» **ESTRATTO DEL DOCUMENTO**:
↓↓↓

Un italiano su tre non sa scrivere… in italiano!

analfabetismo

Se c’è una cosa di cui dobbiamo dare merito al web, è sicuramente quella di aver dato nuovo impulso vitale alla scrittura. Fino a qualche anno fa, prima che i social network avessero tutto il successo che hanno oggi, molte persone potevano far trascorrere mesi (anni?) senza scrivere nemmeno una parola. Superato il periodo della scuola, a parte qualche X sulla schedina, credo che per molti l’uso della scrittura fosse diventato solo un ricordo di un’era lontana.

A dire il vero, un po’ prima dei social network, avevano avviato questo processo di avvicinamento alla scrittura, mezzi come gli SMS e gli email, ma a riportare l’attenzione sulla centralità della scrittura, sono state realtà come i forum, i blog e infine Facebook e Twitter.

Ciò ha costretto a un confronto con la propria capacità di scrivere, che comprende non solo la conoscenza base della grammatica, ma anche l’attitudine a farsi comprendere scrivendo e, di riflesso, quella di riuscire a intendere il senso di un testo scritto.

Questo processo ha portato a galla tutti i dubbi grammaticali e le insicurezze sintattiche, problema affrontato in modo diverso dalle persone, addirittura qualcuno proprio non se ne preoccupa (la felicità dell’ignorante che non sa d’ignorare), tanto è vero che in giro si leggono cose che verrebbero più volte sottolineate in rosso se fossero riscontrate in uno di quei pensierini che si facevano in terza elementare!

Non sorprende quindi che uno studio condotto dall’Invalsi (ente che certifica la preparazione degli studenti delle scuole primarie e secondarie) ha concluso che un liceale su tre (36%) non sa scrivere in italiano, le cose peggiorano per gli istituti tecnici dove la percentuale sale al 69% e peggiora ulteriormente negli istituti professionali con un picco dell’87% che, almeno a me, fa venire i brividi.

↑↑↑

» **RICHIESTA SCRITTA A**: Elenca tutti i mezzi e le piattaforme che, nell'articolo sulla scrittura degli italiani, vengono indicati come responsabili del riavvicinamento delle persone alla scrittura.
» **RICHIESTA SCRITTA B**: Prosegui l'articolo sulla scrittura degli italiani a partire dall'ultima frase riportata.

» **MATERIALE FORNITO**:
↓↓↓

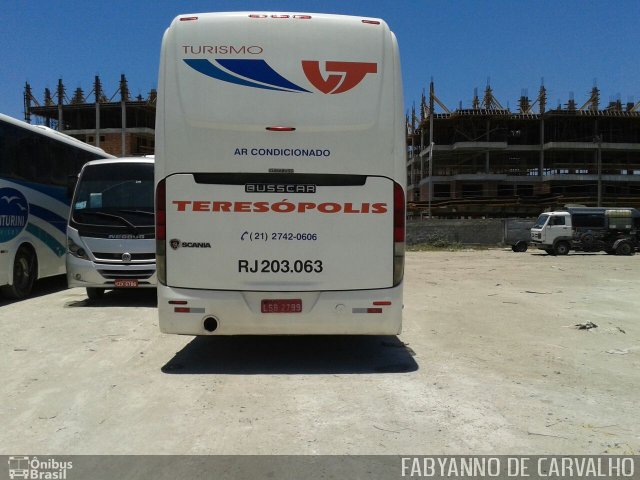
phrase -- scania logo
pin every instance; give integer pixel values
(340, 76)
(175, 244)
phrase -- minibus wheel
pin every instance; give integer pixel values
(25, 271)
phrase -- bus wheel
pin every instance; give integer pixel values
(520, 246)
(25, 268)
(561, 248)
(95, 293)
(625, 248)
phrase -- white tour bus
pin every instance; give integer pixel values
(280, 175)
(35, 165)
(110, 236)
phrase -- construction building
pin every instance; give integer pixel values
(120, 125)
(487, 161)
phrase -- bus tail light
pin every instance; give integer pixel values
(161, 232)
(398, 233)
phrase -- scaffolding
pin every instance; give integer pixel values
(487, 161)
(118, 124)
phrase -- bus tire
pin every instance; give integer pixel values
(624, 248)
(520, 246)
(25, 271)
(561, 248)
(95, 293)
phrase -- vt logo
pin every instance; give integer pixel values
(351, 74)
(342, 76)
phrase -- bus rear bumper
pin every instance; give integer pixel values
(88, 274)
(207, 312)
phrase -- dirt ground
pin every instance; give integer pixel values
(489, 362)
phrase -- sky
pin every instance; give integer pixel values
(512, 45)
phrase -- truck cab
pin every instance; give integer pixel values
(588, 229)
(552, 232)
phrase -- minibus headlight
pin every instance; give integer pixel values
(76, 250)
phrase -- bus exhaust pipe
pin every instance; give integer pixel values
(210, 324)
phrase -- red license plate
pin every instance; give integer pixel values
(281, 306)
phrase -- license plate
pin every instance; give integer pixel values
(281, 306)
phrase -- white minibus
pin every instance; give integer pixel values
(280, 175)
(111, 233)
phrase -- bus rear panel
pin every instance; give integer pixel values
(279, 176)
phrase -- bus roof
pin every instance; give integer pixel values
(54, 134)
(289, 88)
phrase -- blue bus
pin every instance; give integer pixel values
(36, 164)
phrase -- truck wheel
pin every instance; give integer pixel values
(561, 248)
(25, 271)
(95, 293)
(625, 248)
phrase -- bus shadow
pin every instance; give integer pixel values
(42, 287)
(292, 355)
(144, 297)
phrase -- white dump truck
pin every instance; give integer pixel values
(587, 229)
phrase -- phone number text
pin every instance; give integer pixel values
(280, 266)
(278, 236)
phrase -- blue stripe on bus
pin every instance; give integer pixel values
(58, 193)
(47, 239)
(48, 216)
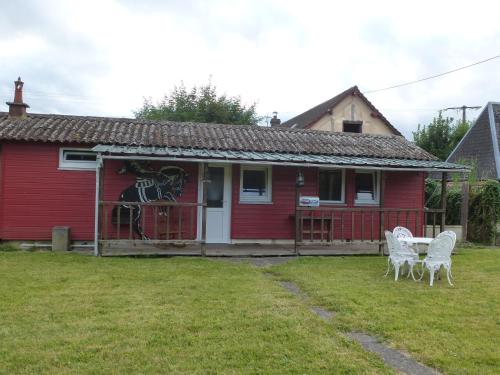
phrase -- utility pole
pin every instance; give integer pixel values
(464, 109)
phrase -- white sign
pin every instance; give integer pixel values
(309, 201)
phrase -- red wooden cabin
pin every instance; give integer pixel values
(239, 192)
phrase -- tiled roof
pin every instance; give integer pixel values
(307, 118)
(135, 132)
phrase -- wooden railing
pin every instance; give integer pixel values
(330, 225)
(160, 222)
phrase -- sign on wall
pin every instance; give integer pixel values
(309, 201)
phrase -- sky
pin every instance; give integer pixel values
(103, 57)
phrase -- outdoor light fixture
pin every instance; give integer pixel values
(206, 174)
(299, 182)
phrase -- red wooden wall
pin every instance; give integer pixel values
(275, 220)
(36, 196)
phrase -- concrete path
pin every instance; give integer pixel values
(391, 357)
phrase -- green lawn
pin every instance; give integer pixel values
(453, 329)
(68, 313)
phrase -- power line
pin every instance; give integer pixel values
(463, 108)
(433, 76)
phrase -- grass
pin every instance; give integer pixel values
(453, 329)
(73, 314)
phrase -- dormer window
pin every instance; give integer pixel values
(352, 126)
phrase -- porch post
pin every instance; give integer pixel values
(204, 182)
(381, 213)
(97, 199)
(444, 179)
(464, 209)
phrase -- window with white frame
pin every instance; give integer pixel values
(77, 158)
(367, 187)
(331, 186)
(255, 184)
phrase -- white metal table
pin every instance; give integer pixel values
(416, 241)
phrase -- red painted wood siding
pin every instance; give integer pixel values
(114, 184)
(275, 221)
(36, 195)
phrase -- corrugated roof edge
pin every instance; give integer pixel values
(277, 158)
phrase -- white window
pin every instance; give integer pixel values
(255, 184)
(77, 158)
(367, 185)
(331, 185)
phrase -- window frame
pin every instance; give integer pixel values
(376, 185)
(75, 165)
(352, 123)
(252, 199)
(342, 194)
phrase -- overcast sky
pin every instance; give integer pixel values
(103, 57)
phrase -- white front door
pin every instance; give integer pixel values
(218, 221)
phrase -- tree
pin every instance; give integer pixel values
(199, 104)
(441, 136)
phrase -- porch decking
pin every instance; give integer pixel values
(319, 231)
(126, 248)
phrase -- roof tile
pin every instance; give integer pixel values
(137, 132)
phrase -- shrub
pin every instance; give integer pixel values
(8, 247)
(484, 212)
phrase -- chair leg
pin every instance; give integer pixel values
(396, 271)
(422, 274)
(411, 272)
(388, 266)
(448, 274)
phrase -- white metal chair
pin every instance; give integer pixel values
(438, 255)
(452, 235)
(401, 233)
(399, 256)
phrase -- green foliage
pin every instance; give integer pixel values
(440, 137)
(199, 104)
(484, 212)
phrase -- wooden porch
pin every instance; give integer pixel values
(170, 229)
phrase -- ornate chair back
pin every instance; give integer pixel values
(402, 232)
(395, 247)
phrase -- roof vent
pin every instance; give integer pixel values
(275, 120)
(17, 108)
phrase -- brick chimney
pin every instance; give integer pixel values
(17, 108)
(275, 120)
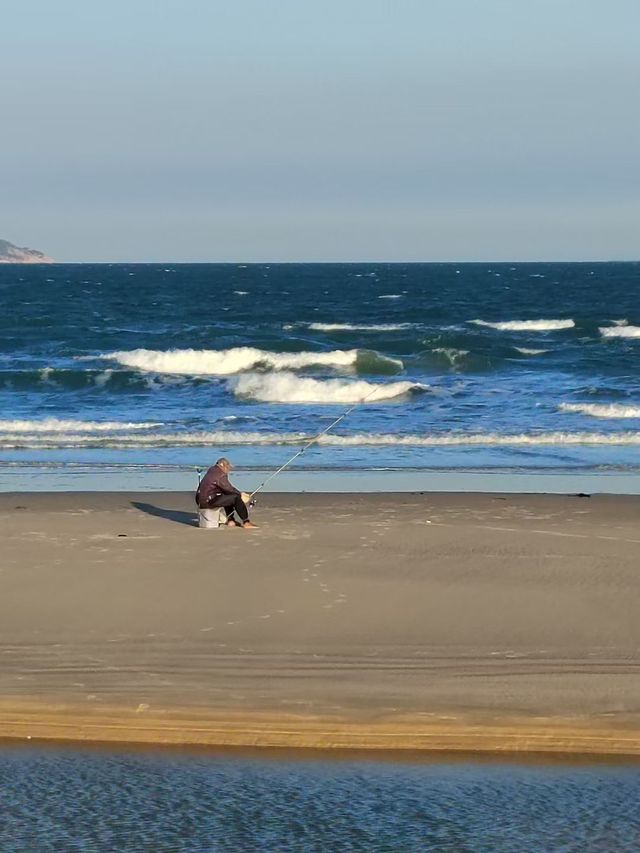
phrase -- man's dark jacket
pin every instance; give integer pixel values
(214, 483)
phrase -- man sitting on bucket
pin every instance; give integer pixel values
(216, 491)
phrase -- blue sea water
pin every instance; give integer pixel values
(458, 367)
(57, 800)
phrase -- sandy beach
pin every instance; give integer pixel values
(406, 621)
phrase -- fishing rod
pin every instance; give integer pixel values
(314, 440)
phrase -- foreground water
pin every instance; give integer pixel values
(54, 800)
(475, 366)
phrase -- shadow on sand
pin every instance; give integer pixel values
(180, 517)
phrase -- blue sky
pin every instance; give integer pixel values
(336, 130)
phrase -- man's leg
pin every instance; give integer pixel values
(231, 504)
(241, 509)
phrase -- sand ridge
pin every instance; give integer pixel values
(360, 609)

↑↑↑

» **RISPOSTA A**: SMS, email, forum, blog, Facebook, Twitter

» **RISPOSTA B**:
Gli errori/orrori spaziano su diversi piani, come quello dei nessi logici tra un blocco di testo e quello successivo, in cui ci si dimentica completamente di cosa si è parlato solo qualche rigo prima. Non mancano errori come il salto del soggetto, le ambiguità di significato, la coniugazione dei verbi o il rispetto dei tempi. Un altro aspetto da evidenziare è la mancanza di flessibilità, che deriva da una grave povertà linguistica, in altre parole la stessa frase è ripetuta all’infinito ogni qual volta si presenta quel determinato concetto. Anche il lessico piange e non poco, la maggior parte degli studenti, ad esempio, non coglie la differenza tra:

  • apportare e asportare
  • installare e instaurare
  • transizione e transazione

Tuttavia, a farla da padrone è l’enorme carenza d’idee, i nostri ragazzi (ma anche gli adulti, credetemi) hanno una totale mancanza d’idee e tesi da esporre e argomentare; ciò sfocia in un continuo e inconcludente divagare.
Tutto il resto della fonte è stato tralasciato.